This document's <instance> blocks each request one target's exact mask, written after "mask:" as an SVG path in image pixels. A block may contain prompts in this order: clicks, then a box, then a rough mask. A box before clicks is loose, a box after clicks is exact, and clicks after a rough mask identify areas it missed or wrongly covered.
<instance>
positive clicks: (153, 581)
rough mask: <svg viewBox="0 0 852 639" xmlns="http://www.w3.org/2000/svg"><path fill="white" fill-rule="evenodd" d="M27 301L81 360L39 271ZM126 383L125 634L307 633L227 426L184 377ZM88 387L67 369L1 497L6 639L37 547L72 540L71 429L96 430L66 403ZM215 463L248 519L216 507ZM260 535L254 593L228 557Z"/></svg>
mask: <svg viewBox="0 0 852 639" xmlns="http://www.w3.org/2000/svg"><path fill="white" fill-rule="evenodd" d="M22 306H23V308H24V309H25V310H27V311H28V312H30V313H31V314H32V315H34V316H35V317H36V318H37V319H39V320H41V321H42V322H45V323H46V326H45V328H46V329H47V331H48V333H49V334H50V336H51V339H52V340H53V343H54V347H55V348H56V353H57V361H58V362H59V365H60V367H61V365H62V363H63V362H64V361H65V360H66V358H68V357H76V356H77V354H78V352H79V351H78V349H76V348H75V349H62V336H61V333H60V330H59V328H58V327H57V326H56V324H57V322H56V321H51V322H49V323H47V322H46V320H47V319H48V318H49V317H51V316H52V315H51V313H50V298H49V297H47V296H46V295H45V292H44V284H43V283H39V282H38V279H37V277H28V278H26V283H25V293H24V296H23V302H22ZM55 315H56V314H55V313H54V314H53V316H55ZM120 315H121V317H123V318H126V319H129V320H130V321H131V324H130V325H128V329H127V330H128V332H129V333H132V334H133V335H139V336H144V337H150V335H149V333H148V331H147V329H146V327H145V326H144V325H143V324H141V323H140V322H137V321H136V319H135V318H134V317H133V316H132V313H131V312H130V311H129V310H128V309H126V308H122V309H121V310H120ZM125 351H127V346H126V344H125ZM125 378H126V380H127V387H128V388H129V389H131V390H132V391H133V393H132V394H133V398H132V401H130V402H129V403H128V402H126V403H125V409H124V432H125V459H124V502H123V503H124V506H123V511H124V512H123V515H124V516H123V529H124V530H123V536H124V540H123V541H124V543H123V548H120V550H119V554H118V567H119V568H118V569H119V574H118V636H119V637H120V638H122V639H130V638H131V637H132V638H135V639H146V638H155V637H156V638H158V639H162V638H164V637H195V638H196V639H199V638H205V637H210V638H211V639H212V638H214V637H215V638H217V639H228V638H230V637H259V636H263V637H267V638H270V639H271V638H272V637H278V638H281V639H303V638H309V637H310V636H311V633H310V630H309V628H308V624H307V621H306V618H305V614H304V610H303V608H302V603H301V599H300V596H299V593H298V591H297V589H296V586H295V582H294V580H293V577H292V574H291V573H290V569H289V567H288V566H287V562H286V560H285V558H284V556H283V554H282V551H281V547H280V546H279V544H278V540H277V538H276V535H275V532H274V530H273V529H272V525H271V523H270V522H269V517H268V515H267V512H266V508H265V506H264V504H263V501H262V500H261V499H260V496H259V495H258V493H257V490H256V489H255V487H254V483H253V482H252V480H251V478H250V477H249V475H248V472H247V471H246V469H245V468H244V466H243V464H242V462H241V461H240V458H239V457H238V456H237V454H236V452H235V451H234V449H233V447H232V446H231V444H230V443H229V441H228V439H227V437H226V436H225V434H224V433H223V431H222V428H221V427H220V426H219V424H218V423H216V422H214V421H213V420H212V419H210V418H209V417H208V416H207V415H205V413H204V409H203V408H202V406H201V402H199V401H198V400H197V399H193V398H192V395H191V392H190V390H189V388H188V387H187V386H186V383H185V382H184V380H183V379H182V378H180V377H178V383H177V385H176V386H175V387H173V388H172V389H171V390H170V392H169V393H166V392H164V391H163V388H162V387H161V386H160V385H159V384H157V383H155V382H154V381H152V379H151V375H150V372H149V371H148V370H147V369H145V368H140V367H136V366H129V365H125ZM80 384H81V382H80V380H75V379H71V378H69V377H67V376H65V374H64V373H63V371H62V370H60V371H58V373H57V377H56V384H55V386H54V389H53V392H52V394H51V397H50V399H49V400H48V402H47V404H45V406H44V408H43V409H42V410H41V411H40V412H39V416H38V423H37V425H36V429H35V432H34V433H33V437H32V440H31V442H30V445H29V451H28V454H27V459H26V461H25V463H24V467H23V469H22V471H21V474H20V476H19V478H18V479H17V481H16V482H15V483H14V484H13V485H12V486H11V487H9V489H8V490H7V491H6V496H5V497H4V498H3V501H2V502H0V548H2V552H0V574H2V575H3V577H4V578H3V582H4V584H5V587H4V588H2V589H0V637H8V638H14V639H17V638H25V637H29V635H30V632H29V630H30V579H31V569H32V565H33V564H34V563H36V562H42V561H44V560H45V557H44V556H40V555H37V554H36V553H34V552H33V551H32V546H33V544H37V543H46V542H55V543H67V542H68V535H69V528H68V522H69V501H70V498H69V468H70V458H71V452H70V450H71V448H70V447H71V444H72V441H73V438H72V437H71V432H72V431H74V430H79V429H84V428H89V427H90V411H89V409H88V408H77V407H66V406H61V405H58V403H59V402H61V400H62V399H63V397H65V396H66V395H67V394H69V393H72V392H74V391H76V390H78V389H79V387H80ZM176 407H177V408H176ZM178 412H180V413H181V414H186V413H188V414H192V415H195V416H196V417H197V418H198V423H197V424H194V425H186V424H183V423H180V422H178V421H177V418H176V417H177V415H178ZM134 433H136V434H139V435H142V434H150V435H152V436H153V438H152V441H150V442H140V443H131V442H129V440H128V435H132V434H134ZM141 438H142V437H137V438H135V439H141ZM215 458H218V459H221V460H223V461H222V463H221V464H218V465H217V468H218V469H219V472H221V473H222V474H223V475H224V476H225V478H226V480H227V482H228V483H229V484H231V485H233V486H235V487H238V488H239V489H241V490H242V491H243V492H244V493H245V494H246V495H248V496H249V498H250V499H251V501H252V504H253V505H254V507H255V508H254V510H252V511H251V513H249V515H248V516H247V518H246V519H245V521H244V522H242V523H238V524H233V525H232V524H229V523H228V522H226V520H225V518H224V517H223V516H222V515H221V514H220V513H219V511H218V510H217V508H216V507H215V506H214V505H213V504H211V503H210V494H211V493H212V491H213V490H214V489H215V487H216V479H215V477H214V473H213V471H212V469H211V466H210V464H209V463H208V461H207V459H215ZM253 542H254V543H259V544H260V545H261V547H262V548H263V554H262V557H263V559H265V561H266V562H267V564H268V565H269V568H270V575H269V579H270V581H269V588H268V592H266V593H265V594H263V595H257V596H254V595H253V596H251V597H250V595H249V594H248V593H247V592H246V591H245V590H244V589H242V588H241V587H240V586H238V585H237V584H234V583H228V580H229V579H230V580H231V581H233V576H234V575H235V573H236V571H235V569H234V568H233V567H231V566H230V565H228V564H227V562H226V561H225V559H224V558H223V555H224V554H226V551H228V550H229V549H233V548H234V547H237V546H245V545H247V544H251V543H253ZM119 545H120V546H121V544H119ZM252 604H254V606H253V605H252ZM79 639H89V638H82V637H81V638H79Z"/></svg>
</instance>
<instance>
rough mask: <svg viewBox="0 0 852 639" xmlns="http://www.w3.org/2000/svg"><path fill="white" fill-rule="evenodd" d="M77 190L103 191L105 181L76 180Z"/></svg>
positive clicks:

○ ○ ○ ○ ○

- _Exercise objective_:
Write out all the entries above again, switching each "positive clicks" to "foreground clicks" and keeping everything else the same.

- _Result_:
This document's <instance> blocks each request one target's exact mask, written after "mask:" as an SVG path in image pixels. A block may contain prompts in this order: clicks, then a box, then a rough mask. A box before clicks is loose, a box after clicks is exact, and clicks after a rough mask identify areas it missed or wrongly covered.
<instance>
foreground clicks: (153, 581)
rough mask: <svg viewBox="0 0 852 639" xmlns="http://www.w3.org/2000/svg"><path fill="white" fill-rule="evenodd" d="M27 301L81 360L39 271ZM126 383L125 634L307 633L227 426L184 377ZM88 387L67 369L1 497L6 639L37 547L72 540L71 429L96 430L66 403ZM215 463L248 519L216 507ZM260 535L254 593L228 557Z"/></svg>
mask: <svg viewBox="0 0 852 639" xmlns="http://www.w3.org/2000/svg"><path fill="white" fill-rule="evenodd" d="M22 306H23V308H24V309H25V310H27V311H28V312H30V313H31V314H32V315H34V316H35V317H36V318H37V319H39V320H41V321H42V322H45V323H46V326H45V328H46V329H47V331H48V333H49V334H50V336H51V339H52V340H53V343H54V347H55V348H56V353H57V361H58V362H59V365H60V367H61V365H62V363H63V362H64V361H65V360H66V358H68V357H76V356H77V354H78V352H79V351H78V349H76V348H75V349H62V336H61V333H60V330H59V328H58V327H57V326H56V324H57V322H56V321H51V322H49V323H47V322H46V320H47V319H48V318H49V317H51V316H52V315H51V313H50V298H49V297H47V296H46V295H45V292H44V284H43V283H39V282H38V279H37V277H28V278H26V283H25V293H24V296H23V302H22ZM55 315H56V314H55V313H54V314H53V316H55ZM120 315H121V317H123V318H126V319H129V320H130V321H131V324H130V325H128V329H127V330H128V332H129V333H132V334H133V335H139V336H144V337H150V335H149V333H148V331H147V329H146V327H145V326H144V325H143V324H141V323H140V322H137V321H136V319H135V318H134V317H133V316H132V313H131V312H130V311H129V310H128V309H126V308H122V309H121V310H120ZM125 351H127V346H126V344H125ZM125 378H126V380H127V387H128V388H129V389H131V390H132V391H133V393H132V394H133V398H132V401H130V402H129V403H128V402H126V403H125V409H124V432H125V459H124V502H123V503H124V506H123V511H124V512H123V515H124V516H123V529H124V530H123V536H124V540H123V541H124V543H123V548H120V550H119V554H118V567H119V568H118V569H119V574H118V636H119V637H120V638H122V639H130V638H131V637H132V638H135V639H146V638H155V637H156V638H158V639H162V638H164V637H195V638H196V639H199V638H205V637H210V638H211V639H212V638H214V637H215V638H217V639H228V638H230V637H259V636H263V637H267V638H270V639H271V638H272V637H278V638H281V639H303V638H309V637H310V636H311V633H310V630H309V628H308V624H307V621H306V618H305V614H304V610H303V608H302V603H301V599H300V596H299V593H298V591H297V589H296V586H295V582H294V580H293V577H292V574H291V573H290V569H289V567H288V566H287V562H286V560H285V558H284V556H283V554H282V551H281V547H280V546H279V544H278V540H277V538H276V535H275V532H274V530H273V529H272V525H271V523H270V522H269V517H268V515H267V512H266V508H265V506H264V504H263V501H262V500H261V499H260V496H259V495H258V493H257V490H256V489H255V487H254V483H253V482H252V480H251V478H250V477H249V475H248V472H247V471H246V469H245V468H244V466H243V464H242V462H241V461H240V458H239V457H238V456H237V454H236V452H235V451H234V449H233V447H232V446H231V444H230V443H229V441H228V439H227V437H226V436H225V434H224V433H223V431H222V428H221V427H220V426H219V424H218V423H216V422H214V421H213V420H212V419H210V418H209V417H208V416H207V415H205V413H204V409H203V408H202V406H201V402H199V401H198V400H197V399H193V398H192V395H191V392H190V390H189V388H188V387H187V386H186V383H185V382H184V380H183V379H182V378H180V377H178V383H177V385H176V386H175V387H173V388H172V389H171V390H170V392H169V393H166V392H164V391H163V388H162V387H161V386H160V385H159V384H157V383H155V382H154V381H152V379H151V375H150V372H149V371H148V370H147V369H145V368H140V367H136V366H129V365H125ZM80 384H81V382H80V380H75V379H71V378H69V377H67V376H65V374H64V373H63V371H62V370H60V371H58V373H57V377H56V384H55V386H54V389H53V392H52V394H51V397H50V399H49V400H48V402H47V404H45V406H44V408H43V409H42V410H41V411H40V412H39V416H38V423H37V425H36V429H35V432H34V433H33V437H32V440H31V442H30V445H29V451H28V454H27V459H26V461H25V463H24V467H23V469H22V471H21V474H20V476H19V478H18V479H17V481H16V482H15V483H14V484H13V485H12V486H11V487H9V489H8V490H7V491H6V496H5V497H4V498H3V501H2V502H0V548H2V552H0V574H2V575H3V577H4V578H3V582H4V584H5V587H4V588H2V589H0V637H8V638H14V639H17V638H25V637H29V635H30V632H29V630H30V579H31V569H32V565H33V564H34V563H36V562H42V561H44V560H45V557H44V556H40V555H37V554H36V553H34V552H33V551H32V546H33V544H37V543H46V542H55V543H67V542H68V535H69V528H68V522H69V501H70V498H69V468H70V458H71V452H70V450H71V448H70V447H71V444H72V441H73V438H72V437H71V432H72V431H74V430H79V429H84V428H89V427H90V411H89V409H88V408H77V407H66V406H61V405H58V403H59V402H61V400H62V399H63V397H65V396H66V395H67V394H69V393H72V392H74V391H76V390H78V389H79V387H80ZM176 407H177V408H176ZM178 412H180V413H181V414H186V413H188V414H192V415H195V416H196V417H197V418H198V423H197V424H194V425H186V424H183V423H180V422H178V421H177V418H176V417H177V415H178ZM134 433H136V434H139V435H142V434H150V435H152V436H153V438H152V441H150V442H140V443H131V442H129V440H128V435H132V434H134ZM141 438H142V437H137V438H135V439H141ZM215 458H218V459H221V460H223V461H222V463H221V464H218V465H217V468H218V469H219V472H221V473H222V474H223V475H224V476H225V478H226V480H227V482H228V483H229V484H231V485H233V486H235V487H238V488H239V489H241V490H242V491H243V492H244V493H245V494H246V495H248V496H249V498H250V499H251V501H252V504H253V505H254V507H255V508H254V510H252V511H251V513H249V515H248V516H247V518H246V519H245V521H244V522H242V523H238V524H233V525H232V524H229V523H228V522H226V520H225V518H224V517H223V516H222V515H221V514H220V513H219V511H218V510H217V508H216V507H215V506H214V505H213V504H211V503H210V494H211V493H212V491H213V490H214V489H215V487H216V479H215V477H214V473H213V471H212V469H211V466H210V464H209V463H208V461H207V459H215ZM253 542H254V543H259V544H260V545H261V547H262V548H263V554H262V557H263V559H265V561H266V562H267V564H268V565H269V568H270V575H269V579H270V581H269V588H268V592H266V593H265V594H263V595H257V596H254V595H253V596H251V597H250V595H249V594H248V593H247V592H246V591H245V590H244V589H242V588H241V587H240V586H238V585H237V584H234V583H228V580H229V579H230V580H231V581H233V576H234V575H235V573H236V571H235V569H234V568H233V567H231V566H230V565H228V564H227V562H226V561H225V559H224V558H223V555H224V554H226V551H228V550H229V549H233V548H234V547H237V546H245V545H247V544H251V543H253ZM119 545H120V546H121V544H119ZM252 604H254V606H253V605H252ZM79 639H89V638H82V637H81V638H79Z"/></svg>
</instance>
<instance>
rough mask: <svg viewBox="0 0 852 639" xmlns="http://www.w3.org/2000/svg"><path fill="white" fill-rule="evenodd" d="M77 190L103 191L105 181L76 180Z"/></svg>
foreground clicks:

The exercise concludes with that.